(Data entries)

------

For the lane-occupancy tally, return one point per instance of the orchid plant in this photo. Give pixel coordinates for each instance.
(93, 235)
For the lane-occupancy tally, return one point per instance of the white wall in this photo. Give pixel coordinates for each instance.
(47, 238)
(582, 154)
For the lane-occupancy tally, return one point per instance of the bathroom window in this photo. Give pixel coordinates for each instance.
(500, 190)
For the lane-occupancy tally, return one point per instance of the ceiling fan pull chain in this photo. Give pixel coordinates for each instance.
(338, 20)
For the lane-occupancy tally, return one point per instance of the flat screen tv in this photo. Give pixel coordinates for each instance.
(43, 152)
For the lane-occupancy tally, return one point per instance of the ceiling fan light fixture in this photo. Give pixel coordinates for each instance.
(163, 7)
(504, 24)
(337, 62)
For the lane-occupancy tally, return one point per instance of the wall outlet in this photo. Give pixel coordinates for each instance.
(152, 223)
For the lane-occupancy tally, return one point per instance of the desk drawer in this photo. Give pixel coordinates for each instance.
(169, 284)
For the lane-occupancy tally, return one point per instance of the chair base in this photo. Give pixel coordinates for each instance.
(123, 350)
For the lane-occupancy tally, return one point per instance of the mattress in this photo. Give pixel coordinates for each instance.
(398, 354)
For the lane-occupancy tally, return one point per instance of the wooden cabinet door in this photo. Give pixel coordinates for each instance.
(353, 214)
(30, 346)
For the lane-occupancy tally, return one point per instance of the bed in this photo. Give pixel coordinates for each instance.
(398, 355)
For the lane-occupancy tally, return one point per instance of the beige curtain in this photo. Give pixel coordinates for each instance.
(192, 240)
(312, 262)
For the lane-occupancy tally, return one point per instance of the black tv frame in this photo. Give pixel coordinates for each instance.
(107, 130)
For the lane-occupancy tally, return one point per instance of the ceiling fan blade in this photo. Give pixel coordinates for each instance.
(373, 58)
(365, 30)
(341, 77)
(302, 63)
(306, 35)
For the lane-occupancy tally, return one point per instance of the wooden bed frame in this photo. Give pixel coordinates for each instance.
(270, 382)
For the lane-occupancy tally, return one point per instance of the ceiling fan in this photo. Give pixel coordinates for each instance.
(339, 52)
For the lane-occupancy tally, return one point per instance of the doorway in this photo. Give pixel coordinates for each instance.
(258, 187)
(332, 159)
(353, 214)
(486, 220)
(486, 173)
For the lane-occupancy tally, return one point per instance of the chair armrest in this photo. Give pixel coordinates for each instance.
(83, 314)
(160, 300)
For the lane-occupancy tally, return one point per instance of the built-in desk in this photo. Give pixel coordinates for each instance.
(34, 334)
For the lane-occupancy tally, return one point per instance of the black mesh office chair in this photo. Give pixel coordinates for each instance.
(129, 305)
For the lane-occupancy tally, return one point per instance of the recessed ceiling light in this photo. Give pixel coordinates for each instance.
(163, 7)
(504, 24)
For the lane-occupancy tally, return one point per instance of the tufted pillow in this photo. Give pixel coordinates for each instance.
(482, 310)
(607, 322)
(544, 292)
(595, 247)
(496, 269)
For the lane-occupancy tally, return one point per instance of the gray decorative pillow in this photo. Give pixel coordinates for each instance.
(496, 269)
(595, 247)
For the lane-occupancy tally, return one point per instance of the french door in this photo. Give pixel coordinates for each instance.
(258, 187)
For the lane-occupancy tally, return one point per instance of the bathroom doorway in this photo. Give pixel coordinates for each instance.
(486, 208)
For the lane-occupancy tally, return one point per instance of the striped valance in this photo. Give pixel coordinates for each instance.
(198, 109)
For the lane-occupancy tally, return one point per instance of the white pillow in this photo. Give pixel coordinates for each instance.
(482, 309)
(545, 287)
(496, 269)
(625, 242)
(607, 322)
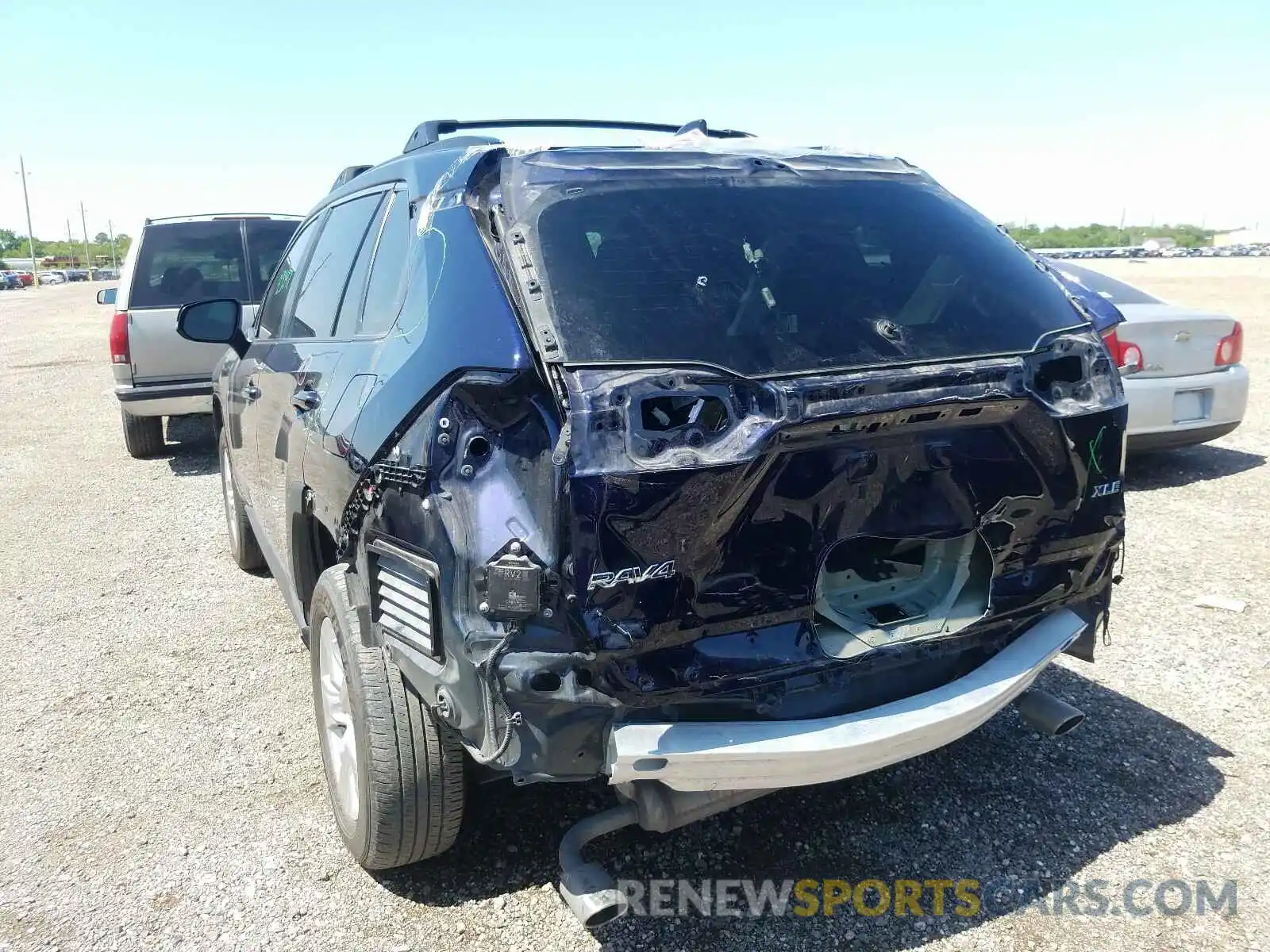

------

# [Task item]
With the images excluded, all entries are to be given again exactly.

# [Expected answer]
For the lane-occupancy tally, return one point per instance of the orchid plant in this photo. Give pixel coordinates for each instance.
(93, 235)
For the lane-occupancy tally, return one point per instance of the white wall in this photo. Give pixel coordinates for each instance.
(47, 238)
(582, 154)
For the lane-occupancy tally, return one point per instance of the bathroom window in this photo. Give pixel coordinates for each instance.
(500, 190)
For the lane-occupancy tally, return one point per instance of the ceiling fan pull chain in this photo. Give pixel coordinates for each instance.
(338, 20)
For the lane-occupancy tally, return one point per instance of the flat screen tv in this photo. Give pixel coordinates for each instance.
(43, 152)
For the lane-occupancy tally, return one point per instance of the ceiling fan light fixture in this photo. Give pixel coordinates for each instance.
(163, 7)
(504, 24)
(337, 62)
For the lane-occupancy tally, return one point per instance of the wall outlet in this photo. Give pixel coordinates for each instance.
(152, 223)
For the lane-occupancy tally, return one point per instance of the desk drawer in this photo. Give pixel coordinates for each instance.
(169, 284)
For the lane-occupancy tally, return one point per instance of the chair base in this photo. Give pixel coordinates for each instance.
(123, 350)
For the lane-occupancy tally, return one point per instance of the mattress in this photo. Give pixel coordinates for each instance.
(398, 354)
For the lane-occupancy tally, return one point per instance of the wooden cabinet door in this photo. Give pixel coordinates for each instance.
(353, 214)
(30, 346)
For the lane-occupancy tally, return one point per instance of the bed in this photo. Give pixel coordinates for each instance.
(398, 355)
For the lane-occupancy tally, return one point per instance of the beige curtain in this photo. Give pixel coordinates for each instance.
(192, 240)
(312, 262)
For the lane-occupancy tally, return one point per instance of the black tv frame in this photo. Give pixel coordinates for each instance.
(107, 130)
For the lane-occupancy tally, return one point per instance of the ceiling fan blade in this photo. Give pixel coordinates for each instance.
(373, 58)
(365, 30)
(341, 77)
(302, 63)
(306, 35)
For the lane-occupancy tally, return one point per instance of the wooden bed frame in this photo. Give pixel coordinates for each instance.
(270, 382)
For the lane-occupancy tally, return one point per instance of the ceiling fan in this photo. Give pixel coordinates for each instance.
(339, 52)
For the lane-occupancy tally, return one point per instance of the doorway in this photo. Give pixel coordinates for each instance.
(258, 187)
(332, 159)
(353, 214)
(486, 220)
(486, 173)
For the lane-occupancy tally, return one point per instance of the chair armrest in this photo. Give pixel coordinates for each instance.
(83, 314)
(160, 300)
For the lane-occupancy tally, return one point per instance of the built-in desk in this photo. Give pixel coordinates for each instance.
(34, 334)
For the lane-occupancy tally, return one point per instance of the black mesh office chair in this photo. Give pixel coordinates for each instance.
(129, 305)
For the lane-occupancy tally, return one point per instance of the recessed ceiling light in this photo. Give pixel coordinates for each instance.
(163, 7)
(504, 24)
For the lane-occupancy tally, return one point per instance of the tufted pillow in this photo. Give pixel coordinates for each instance.
(482, 310)
(607, 322)
(544, 292)
(595, 247)
(496, 269)
For the lane-occupancy tally, return one point per instance of the gray decorative pillow in this photo. Give pixel coordinates for each instance.
(496, 269)
(595, 247)
For the lane-occupancy tally, return one point per instance of the french door in this photo. Give pixel coordinates for each instance.
(258, 187)
For the lane-occupancy tally, return one point per instance of the bathroom doorway in this photo. Give pixel coordinates for each instance.
(486, 208)
For the lane-occupancy tally, return one point per instance of the striped valance in this photo. Give pixel coordinates for each instance.
(198, 109)
For the lane-occupancy tally, return one point per instance of the white pillow in this photo. Give pixel coordinates for each instance.
(482, 309)
(545, 287)
(496, 269)
(625, 242)
(607, 322)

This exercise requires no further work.